◆ Excerpt ◆
"""

Some athletes graduated, which affected team numbers, but the pandemic seemed to have the greatest impact, said three-year club member Elexie Applegate, who joined after the club visited her school’s physical education class.
Other sports hadn’t clicked, but Applegate said she quickly decided to dedicate the rest of her high school athletics career to rowing. A serious injury last January forced her to back off high-impact physical activities and modify participation with the club. Still, as she came to better understand her body’s limits, Applegate said coaching support was key.
“[Bichsel] is the first coach that I have really connected with through every sport I have been through,” Applegate said. “She was my motivation to keep going for a while.”
“Right now, it’s a really tight-knit community,” she said. “Because of COVID, everyone is trying to lean on each other.”
Bichsel describes rowing as the “ultimate team sport,” with opportunities for all skill levels bolstered by the constant unity of working toward a common goal.
In 2019, the Rogue Rowing Club sent boats to Florida to compete in the U.S. Rowing Youth National Championship, and in the fall one women’s youth boat raced at Head of the Charles, the most prestigious head race in the U.S. — a “huge first for the club,” Bichsel said.
This past fall, a small group of dedicated rowers trudged through muddy Emigrant Lake shorelines to continue their training, leading up to races at Head of the Lagoon in Foster City, California — the first time racing the course since before the pandemic, Bichsel said.
“When you go to a race and you haven't been to one in so many years, it provides a spark and it’s a reminder: This is why we do it, this is why we’re here, this is why we show up every day,” she said. “They were able to race with people, which I think is the game changer, because last year it was primarily singles and we were only racing against South Eugene.”
Jake Read, in his fifth year, prioritizes strength in his commitment to rowing, for body and mind. Despite enduring the challenges of coaching changes and the loss of dozens of teammates, Read said his dedication has only grown this year, as he strives to improve his own performance and “set an example” for the team that they can still compete and place well in races.

"""

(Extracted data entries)
"""

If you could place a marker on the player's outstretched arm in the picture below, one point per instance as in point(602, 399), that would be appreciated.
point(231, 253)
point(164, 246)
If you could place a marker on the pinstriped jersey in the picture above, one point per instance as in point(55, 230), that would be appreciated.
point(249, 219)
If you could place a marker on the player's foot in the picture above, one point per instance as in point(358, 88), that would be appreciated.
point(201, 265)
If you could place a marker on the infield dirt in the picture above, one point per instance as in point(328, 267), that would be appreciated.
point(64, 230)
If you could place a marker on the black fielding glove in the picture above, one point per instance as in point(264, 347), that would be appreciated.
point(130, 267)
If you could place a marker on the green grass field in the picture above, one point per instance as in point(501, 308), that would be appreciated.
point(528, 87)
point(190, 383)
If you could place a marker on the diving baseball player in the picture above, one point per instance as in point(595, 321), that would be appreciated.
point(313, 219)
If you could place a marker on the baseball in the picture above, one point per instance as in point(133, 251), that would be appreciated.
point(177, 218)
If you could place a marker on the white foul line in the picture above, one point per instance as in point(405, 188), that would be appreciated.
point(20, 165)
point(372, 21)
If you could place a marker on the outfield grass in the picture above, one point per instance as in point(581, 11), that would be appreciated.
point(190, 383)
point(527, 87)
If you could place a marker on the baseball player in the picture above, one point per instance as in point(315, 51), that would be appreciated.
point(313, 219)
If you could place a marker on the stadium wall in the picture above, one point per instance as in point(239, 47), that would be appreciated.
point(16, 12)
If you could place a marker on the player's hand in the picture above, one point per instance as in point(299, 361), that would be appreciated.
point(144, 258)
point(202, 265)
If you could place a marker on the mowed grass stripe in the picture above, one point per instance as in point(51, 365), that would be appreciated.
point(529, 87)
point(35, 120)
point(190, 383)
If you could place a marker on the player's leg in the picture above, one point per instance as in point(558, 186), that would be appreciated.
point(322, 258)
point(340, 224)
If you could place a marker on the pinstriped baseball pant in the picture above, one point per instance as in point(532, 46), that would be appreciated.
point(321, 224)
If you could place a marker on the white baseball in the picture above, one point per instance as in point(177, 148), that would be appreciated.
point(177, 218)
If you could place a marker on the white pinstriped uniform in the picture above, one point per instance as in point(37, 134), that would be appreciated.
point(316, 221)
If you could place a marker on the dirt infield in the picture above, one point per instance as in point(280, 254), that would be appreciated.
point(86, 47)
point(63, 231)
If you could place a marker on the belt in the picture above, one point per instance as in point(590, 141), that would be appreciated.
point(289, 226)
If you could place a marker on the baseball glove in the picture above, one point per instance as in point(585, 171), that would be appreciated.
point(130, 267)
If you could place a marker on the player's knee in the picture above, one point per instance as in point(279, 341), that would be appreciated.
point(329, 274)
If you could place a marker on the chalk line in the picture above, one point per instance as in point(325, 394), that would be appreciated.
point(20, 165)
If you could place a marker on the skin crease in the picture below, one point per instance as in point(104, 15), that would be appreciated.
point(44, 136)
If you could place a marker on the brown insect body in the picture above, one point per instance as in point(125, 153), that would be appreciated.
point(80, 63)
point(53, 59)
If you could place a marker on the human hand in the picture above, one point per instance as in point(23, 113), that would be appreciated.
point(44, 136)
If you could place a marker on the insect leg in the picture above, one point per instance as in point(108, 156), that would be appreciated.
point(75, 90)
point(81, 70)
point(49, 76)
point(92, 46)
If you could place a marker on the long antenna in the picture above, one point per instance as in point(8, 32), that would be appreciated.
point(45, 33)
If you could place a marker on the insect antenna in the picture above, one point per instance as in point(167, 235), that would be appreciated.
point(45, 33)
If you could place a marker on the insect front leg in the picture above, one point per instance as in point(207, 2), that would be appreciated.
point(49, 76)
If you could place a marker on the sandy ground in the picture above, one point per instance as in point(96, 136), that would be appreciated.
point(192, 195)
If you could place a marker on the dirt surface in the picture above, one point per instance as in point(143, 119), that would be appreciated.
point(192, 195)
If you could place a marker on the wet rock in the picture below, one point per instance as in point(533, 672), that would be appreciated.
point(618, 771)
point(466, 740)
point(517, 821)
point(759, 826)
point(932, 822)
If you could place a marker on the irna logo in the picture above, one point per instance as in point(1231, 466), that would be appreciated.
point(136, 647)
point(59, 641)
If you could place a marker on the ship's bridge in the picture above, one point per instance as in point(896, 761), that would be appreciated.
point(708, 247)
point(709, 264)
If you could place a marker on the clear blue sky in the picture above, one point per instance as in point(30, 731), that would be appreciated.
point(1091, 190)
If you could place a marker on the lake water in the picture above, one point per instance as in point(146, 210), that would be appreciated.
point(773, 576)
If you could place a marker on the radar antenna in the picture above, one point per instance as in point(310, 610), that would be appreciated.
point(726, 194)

"""
"""

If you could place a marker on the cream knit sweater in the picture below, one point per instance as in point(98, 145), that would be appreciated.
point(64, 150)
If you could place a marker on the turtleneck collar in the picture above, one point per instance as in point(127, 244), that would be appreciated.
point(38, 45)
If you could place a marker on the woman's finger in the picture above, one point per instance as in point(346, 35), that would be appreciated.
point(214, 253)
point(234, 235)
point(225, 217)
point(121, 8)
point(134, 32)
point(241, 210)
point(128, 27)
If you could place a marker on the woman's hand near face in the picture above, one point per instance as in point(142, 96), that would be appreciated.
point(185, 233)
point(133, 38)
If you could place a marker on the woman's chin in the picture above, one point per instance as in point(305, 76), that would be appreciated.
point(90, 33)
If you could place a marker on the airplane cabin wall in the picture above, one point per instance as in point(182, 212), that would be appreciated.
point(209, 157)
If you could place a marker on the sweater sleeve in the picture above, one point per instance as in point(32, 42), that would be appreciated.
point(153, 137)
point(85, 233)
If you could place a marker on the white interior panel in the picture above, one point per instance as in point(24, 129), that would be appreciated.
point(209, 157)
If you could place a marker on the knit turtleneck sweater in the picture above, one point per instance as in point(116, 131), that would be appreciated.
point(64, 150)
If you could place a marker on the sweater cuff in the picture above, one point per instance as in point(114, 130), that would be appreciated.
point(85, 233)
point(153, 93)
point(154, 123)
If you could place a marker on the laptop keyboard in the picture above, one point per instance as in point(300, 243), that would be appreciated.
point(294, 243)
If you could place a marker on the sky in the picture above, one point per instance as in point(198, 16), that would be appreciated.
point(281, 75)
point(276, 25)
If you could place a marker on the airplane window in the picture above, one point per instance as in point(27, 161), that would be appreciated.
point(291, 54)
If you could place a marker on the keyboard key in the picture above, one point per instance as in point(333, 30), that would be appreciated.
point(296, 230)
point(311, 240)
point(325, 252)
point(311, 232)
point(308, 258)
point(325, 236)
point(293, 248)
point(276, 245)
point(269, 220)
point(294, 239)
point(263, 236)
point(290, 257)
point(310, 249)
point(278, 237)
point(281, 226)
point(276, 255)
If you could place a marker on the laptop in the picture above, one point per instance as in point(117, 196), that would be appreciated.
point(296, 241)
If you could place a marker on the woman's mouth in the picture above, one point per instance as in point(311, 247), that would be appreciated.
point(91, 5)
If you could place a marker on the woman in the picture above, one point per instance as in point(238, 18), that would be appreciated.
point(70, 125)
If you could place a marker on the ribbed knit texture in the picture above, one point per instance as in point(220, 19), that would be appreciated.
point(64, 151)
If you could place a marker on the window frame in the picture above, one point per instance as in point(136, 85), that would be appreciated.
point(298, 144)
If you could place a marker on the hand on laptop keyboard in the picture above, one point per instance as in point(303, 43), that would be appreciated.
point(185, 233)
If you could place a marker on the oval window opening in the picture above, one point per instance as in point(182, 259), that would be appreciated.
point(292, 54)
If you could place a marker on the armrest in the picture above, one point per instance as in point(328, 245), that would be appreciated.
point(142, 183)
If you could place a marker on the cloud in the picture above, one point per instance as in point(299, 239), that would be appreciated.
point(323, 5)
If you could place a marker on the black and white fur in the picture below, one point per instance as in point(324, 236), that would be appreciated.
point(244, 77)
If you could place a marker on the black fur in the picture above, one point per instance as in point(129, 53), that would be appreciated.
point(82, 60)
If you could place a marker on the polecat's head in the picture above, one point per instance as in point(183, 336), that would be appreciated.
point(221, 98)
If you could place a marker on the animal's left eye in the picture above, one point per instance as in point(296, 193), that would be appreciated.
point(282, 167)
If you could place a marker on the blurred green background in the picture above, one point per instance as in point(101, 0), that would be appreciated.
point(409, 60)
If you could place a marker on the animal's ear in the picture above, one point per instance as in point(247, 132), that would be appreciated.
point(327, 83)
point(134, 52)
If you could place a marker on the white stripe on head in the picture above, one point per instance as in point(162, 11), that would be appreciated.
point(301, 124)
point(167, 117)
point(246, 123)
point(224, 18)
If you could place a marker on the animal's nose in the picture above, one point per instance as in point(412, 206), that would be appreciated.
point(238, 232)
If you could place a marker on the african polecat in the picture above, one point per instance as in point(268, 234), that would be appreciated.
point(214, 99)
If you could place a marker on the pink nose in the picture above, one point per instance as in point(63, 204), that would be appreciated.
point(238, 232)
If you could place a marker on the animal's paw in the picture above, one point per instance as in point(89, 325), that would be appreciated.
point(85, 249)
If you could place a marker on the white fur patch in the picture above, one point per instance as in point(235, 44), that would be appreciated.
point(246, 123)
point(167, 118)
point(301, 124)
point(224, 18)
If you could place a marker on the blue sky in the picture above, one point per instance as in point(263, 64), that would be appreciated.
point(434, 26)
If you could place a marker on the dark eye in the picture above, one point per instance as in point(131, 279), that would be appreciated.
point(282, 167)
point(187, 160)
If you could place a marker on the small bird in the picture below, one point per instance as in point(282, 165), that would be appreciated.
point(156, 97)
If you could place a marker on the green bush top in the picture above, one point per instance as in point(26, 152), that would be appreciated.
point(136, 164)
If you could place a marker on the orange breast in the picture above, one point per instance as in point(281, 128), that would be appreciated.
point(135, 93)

"""
"""

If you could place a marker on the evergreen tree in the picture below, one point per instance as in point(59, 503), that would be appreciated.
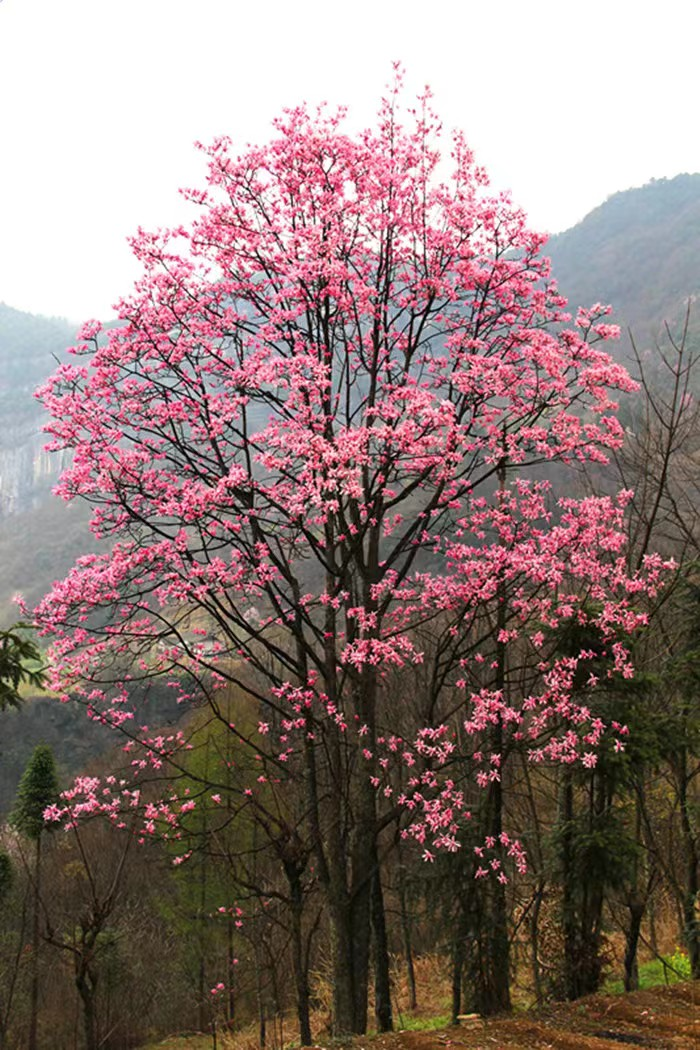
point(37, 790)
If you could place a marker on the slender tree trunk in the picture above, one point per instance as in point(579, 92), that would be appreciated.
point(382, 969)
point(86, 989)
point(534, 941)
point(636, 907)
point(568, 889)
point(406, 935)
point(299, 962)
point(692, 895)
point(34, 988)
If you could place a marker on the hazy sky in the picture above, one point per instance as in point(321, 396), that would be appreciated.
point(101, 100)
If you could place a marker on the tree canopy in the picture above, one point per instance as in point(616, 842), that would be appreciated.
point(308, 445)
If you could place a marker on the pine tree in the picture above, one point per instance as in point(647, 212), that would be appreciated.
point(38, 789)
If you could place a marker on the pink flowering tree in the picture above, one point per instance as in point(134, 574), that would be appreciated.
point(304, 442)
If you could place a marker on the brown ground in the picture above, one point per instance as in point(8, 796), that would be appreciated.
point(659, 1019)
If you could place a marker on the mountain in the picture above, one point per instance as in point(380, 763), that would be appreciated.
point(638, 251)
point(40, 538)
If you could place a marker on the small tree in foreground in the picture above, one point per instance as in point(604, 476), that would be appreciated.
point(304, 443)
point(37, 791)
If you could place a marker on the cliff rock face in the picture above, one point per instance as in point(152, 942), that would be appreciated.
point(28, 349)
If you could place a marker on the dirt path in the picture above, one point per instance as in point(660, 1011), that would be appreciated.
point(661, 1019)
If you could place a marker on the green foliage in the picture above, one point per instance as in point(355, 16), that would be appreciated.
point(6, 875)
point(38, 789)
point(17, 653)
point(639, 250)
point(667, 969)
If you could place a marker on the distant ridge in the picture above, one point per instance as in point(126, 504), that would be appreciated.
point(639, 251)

"""

◆ Work order ◆
Reproduce verbatim the part of the rowing club article that opens with the words containing "Some athletes graduated, which" and closes with "physical education class.". These items come from a separate source.

◆ Finished task ◆
Some athletes graduated, which affected team numbers, but the pandemic seemed to have the greatest impact, said three-year club member Elexie Applegate, who joined after the club visited her school’s physical education class.